All the data must be output exactly as given.

Material for this task -
══════
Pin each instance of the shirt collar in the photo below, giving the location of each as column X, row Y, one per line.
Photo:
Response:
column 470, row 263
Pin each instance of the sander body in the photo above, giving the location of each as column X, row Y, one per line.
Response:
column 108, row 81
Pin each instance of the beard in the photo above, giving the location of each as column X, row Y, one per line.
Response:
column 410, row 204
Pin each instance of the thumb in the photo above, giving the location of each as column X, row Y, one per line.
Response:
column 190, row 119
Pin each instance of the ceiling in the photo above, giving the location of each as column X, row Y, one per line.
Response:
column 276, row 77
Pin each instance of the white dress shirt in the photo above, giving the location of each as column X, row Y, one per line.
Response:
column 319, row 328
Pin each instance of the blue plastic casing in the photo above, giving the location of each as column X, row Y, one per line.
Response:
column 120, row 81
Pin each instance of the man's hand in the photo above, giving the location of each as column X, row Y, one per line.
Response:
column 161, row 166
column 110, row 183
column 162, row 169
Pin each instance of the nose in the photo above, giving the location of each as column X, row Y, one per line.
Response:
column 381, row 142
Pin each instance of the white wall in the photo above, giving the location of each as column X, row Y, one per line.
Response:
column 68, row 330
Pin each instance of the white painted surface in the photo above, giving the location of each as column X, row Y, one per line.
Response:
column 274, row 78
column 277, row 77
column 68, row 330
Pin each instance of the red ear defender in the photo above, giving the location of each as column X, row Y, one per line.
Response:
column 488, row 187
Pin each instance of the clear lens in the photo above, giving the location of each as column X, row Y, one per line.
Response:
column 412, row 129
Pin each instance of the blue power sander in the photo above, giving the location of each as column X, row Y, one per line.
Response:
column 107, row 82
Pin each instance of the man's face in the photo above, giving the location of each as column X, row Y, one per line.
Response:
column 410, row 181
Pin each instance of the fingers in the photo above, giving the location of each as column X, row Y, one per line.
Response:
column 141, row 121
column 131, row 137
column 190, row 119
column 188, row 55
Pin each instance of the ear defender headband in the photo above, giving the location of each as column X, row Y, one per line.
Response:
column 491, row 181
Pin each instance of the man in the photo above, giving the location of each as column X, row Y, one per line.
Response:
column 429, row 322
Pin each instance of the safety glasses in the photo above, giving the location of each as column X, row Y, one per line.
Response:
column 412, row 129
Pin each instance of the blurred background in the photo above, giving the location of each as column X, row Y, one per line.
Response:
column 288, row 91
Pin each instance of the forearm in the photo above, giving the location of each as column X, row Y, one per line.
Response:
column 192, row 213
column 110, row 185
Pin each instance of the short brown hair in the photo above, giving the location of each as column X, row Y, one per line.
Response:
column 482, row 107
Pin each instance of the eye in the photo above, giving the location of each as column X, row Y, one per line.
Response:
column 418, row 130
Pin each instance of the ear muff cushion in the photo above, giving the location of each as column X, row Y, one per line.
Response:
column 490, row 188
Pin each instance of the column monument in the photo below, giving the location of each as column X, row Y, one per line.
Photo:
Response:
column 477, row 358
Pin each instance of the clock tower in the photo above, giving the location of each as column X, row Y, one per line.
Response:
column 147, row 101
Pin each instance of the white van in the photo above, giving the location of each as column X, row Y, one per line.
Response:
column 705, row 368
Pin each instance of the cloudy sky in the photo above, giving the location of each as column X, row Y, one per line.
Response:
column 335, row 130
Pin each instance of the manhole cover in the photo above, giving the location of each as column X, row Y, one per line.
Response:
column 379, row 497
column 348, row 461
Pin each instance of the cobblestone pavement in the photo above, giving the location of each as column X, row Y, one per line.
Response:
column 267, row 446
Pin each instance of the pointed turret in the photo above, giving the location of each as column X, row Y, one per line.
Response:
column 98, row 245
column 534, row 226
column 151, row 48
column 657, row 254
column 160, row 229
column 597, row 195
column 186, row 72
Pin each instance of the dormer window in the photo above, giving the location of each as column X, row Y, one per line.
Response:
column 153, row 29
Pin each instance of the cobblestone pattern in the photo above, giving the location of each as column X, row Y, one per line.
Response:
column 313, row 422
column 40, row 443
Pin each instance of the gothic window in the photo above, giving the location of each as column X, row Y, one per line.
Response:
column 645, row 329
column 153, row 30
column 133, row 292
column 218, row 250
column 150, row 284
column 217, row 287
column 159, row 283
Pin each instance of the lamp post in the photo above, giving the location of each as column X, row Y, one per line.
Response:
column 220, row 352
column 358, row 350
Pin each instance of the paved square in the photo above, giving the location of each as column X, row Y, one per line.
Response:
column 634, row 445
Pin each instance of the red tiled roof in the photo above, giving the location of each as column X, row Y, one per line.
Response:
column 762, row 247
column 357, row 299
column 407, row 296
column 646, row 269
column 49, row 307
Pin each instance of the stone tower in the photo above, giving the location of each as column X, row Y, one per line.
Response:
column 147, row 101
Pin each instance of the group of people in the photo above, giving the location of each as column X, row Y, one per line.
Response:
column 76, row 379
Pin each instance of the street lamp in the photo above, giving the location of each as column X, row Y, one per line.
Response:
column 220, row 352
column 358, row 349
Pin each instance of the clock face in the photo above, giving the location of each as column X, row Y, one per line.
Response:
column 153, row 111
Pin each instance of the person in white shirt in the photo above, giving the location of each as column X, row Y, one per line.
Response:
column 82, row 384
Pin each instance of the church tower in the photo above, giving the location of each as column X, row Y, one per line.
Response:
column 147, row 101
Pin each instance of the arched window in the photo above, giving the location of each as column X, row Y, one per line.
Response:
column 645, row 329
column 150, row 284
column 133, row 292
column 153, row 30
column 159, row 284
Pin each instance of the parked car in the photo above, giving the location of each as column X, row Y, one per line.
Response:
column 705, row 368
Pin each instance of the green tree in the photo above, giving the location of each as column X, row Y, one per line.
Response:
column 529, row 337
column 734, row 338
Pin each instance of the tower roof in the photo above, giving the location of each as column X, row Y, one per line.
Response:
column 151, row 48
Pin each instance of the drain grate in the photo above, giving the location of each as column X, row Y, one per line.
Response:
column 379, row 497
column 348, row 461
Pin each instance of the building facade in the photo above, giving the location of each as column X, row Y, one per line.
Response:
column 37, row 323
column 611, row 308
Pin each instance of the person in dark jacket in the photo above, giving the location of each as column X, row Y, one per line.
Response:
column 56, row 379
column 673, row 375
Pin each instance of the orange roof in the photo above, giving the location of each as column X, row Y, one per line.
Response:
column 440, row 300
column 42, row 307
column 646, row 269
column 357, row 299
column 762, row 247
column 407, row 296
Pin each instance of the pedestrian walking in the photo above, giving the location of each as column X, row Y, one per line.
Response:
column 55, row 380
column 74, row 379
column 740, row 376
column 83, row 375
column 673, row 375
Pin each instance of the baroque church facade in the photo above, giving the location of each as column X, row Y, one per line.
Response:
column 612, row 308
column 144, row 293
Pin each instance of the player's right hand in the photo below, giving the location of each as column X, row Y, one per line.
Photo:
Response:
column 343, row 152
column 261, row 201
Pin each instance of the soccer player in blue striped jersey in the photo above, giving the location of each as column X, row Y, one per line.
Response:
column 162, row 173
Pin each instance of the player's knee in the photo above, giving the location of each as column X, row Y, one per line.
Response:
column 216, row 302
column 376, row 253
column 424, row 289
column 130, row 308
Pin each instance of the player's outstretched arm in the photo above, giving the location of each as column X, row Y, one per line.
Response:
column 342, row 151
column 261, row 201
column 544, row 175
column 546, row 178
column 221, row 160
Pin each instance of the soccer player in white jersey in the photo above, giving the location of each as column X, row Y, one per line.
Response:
══════
Finished task -
Pin each instance of the shirt collar in the photo below, giving the location of each as column X, row Y, one per line.
Photo:
Response:
column 470, row 263
Pin each instance of the sander body in the photo above, giving the location of each as column X, row Y, one per line.
Response:
column 108, row 81
Pin each instance of the beard in the photo above, giving the location of each as column X, row Y, one per line.
Response:
column 410, row 204
Pin each instance of the thumb in the photo above, giving the location of each as column X, row Y, one per line.
Response:
column 190, row 119
Pin each instance of the ceiling in the photo above, giving the location of each as column X, row Y, one per line.
Response:
column 276, row 77
Pin each instance of the white dress shirt in the photo above, giving the location of each as column X, row Y, one per line.
Response:
column 319, row 328
Pin each instance of the blue plastic casing in the photo above, giving the location of each as column X, row Y, one per line.
Response:
column 120, row 81
Pin each instance of the man's hand in the photo above, giving the location of each as column X, row Y, one per line.
Response:
column 161, row 166
column 110, row 183
column 162, row 169
Pin each instance of the nose in the photo above, giving the location of each as column X, row Y, one per line.
Response:
column 381, row 142
Pin each instance of the white wall in the photo above, giving the location of each as column X, row Y, one per line.
Response:
column 68, row 330
Pin each instance of the white painted surface in the photo above, giving the location of each as column X, row Y, one per line.
Response:
column 274, row 78
column 277, row 77
column 68, row 330
Pin each instance of the red ear defender in the photo above, giving the location of each as column X, row Y, one per line.
Response:
column 488, row 187
Pin each instance of the clear lens in the photo above, giving the location of each as column X, row Y, one per line.
Response:
column 412, row 129
Pin each instance of the blue power sander in the photo above, giving the location of each as column X, row Y, one per line.
Response:
column 107, row 82
Pin each instance of the man's face in the photo above, giving the location of each as column X, row Y, one per line.
Response:
column 410, row 181
Pin each instance of the fingers in the photo above, giving the location of each as column X, row Y, one per line.
Response:
column 141, row 121
column 131, row 137
column 190, row 119
column 188, row 55
Pin each instance of the ear defender headband in the photo above, giving the location of each as column X, row Y, one per line.
Response:
column 491, row 181
Pin each instance of the man in the photo above, giving the location of each as column X, row Y, one per line.
Response:
column 429, row 322
Pin each instance of the safety glasses in the photo above, giving the location of each as column X, row Y, one per line.
Response:
column 412, row 129
Pin each instance of the blurred background in the photo above, giving the location of each as column X, row Y, one per line.
Response:
column 288, row 91
Pin each instance of the forearm in the photo above, giving the location of each as column X, row Y, one per line.
Response:
column 192, row 213
column 110, row 185
Pin each instance of the short brown hair in the photo above, giving the location of each as column X, row Y, one per line.
Response:
column 482, row 107
Pin each instance of the eye in the photo above, giving the location of each as column X, row Y, one per line.
Response:
column 418, row 130
Pin each instance of the ear muff cushion in the photo above, giving the location of each as column X, row Y, one per line.
Response:
column 490, row 188
Pin each instance of the column monument in the photo below, giving the location of each as column X, row Y, one per line.
Photo:
Response:
column 477, row 358
Pin each instance of the clock tower in the photo above, giving the location of each as column X, row Y, one per line.
Response:
column 147, row 101
Pin each instance of the white van in the photo above, giving the location of each as column X, row Y, one per line.
Response:
column 705, row 368
Pin each instance of the cloudy sky in the photo above, giving the location of each as column X, row Y, one per line.
Response:
column 335, row 130
Pin each instance of the manhole cover in the photo above, giving the location of each as column X, row Y, one per line.
Response:
column 379, row 497
column 348, row 461
Pin each instance of the cobblestone pavement in the photo above, giving the location of each as column X, row Y, one per line.
Response:
column 267, row 446
Pin each instance of the pointed turret in the photo above, giving the location of each as column X, row Y, one per line.
Response:
column 98, row 245
column 534, row 226
column 151, row 48
column 657, row 254
column 160, row 229
column 597, row 195
column 186, row 72
Pin each instance of the dormer window in the photo above, giving the location of each as column X, row Y, one per line.
Response:
column 153, row 29
Pin each instance of the cobblestone pattern in the photo above, giving the location of each as column X, row Y, one per line.
Response:
column 313, row 422
column 40, row 443
Pin each instance of the gothic window in the photo above, giving the location of each as column X, row Y, one per line.
Response:
column 645, row 329
column 153, row 30
column 133, row 292
column 218, row 250
column 150, row 284
column 217, row 287
column 159, row 283
Pin each instance of the lamp post in the photo above, giving the location of each as column X, row Y, one per line.
Response:
column 220, row 352
column 358, row 350
Pin each instance of the paved square in the photo above, giving the location of each as column X, row Y, one per line.
Response:
column 634, row 445
Pin each instance of the red tiled roof in the photo above, giving the location of each as column X, row Y, one per line.
Response:
column 762, row 247
column 357, row 299
column 407, row 296
column 646, row 269
column 49, row 307
Pin each instance of the stone tower in the photo above, giving the location of each as column X, row Y, one per line.
Response:
column 147, row 101
Pin each instance of the group of people in the photo above, giving the location of each as column X, row Y, one per line.
Response:
column 76, row 379
Pin each instance of the street lamp in the photo above, giving the location of each as column X, row Y, one per line.
Response:
column 220, row 352
column 358, row 349
Pin each instance of the clock face in the photo above, giving the location of each as column X, row Y, one per line.
Response:
column 153, row 111
Pin each instance of the person in white shirt in the photo above, giving the location of each as column X, row Y, one per line.
Response:
column 82, row 384
Pin each instance of the church tower in the photo above, giving the location of each as column X, row Y, one per line.
Response:
column 147, row 101
Pin each instance of the arched window in the photo above, giving the location of each as column X, row Y, one per line.
Response:
column 645, row 329
column 150, row 284
column 133, row 292
column 153, row 30
column 159, row 284
Pin each instance of the parked car in the photo above, giving the location of each as column X, row Y, one per line.
Response:
column 705, row 368
Pin each instance of the green tree in the photo above, giving the location of each as column X, row Y, one per line.
Response:
column 529, row 337
column 734, row 338
Pin each instance of the tower roof in the photo above, giving the location of each as column X, row Y, one per line.
Response:
column 151, row 48
Pin each instance of the drain grate in the photo above, giving the location of each as column X, row Y, one per line.
Response:
column 379, row 497
column 348, row 461
Pin each instance of the building facade in the photo above, giving the location of each as column X, row Y, one per line.
Response:
column 37, row 323
column 611, row 308
Pin each instance of the person in dark jacket in the photo above, giving the location of each as column X, row Y, one per line.
Response:
column 56, row 379
column 673, row 375
Pin each instance of the orange roof in the photo above, giving the location of each as column X, row Y, one per line.
Response:
column 440, row 300
column 42, row 307
column 646, row 269
column 357, row 299
column 762, row 247
column 407, row 296
Pin each instance of the pedestrian walking in the photo above, giving the location of each as column X, row Y, one per line.
Response:
column 55, row 380
column 74, row 379
column 740, row 376
column 83, row 375
column 673, row 375
Pin each instance of the baroque church facade in the photo above, giving the location of each as column X, row Y, one per line.
Response:
column 612, row 308
column 144, row 293
Pin each instance of the player's right hand in the photo below, giving the location of each as column X, row Y, one per line.
Photo:
Response:
column 343, row 152
column 261, row 201
Pin each instance of the soccer player in blue striped jersey in the photo above, giving the location of each as column X, row Y, one per line.
Response:
column 162, row 173
Pin each instance of the player's knee in the photo above, giving the location of each as column X, row Y, one per line.
Response:
column 216, row 302
column 376, row 253
column 424, row 289
column 130, row 308
Pin each instance of the player's outstretched arm in the photo above, giving the location of each as column X, row Y, one per line.
Response:
column 342, row 151
column 261, row 201
column 544, row 175
column 546, row 178
column 221, row 160
Pin each instance of the soccer player in white jersey in the photo above, giving the location of each as column X, row Y, one per line.
Response:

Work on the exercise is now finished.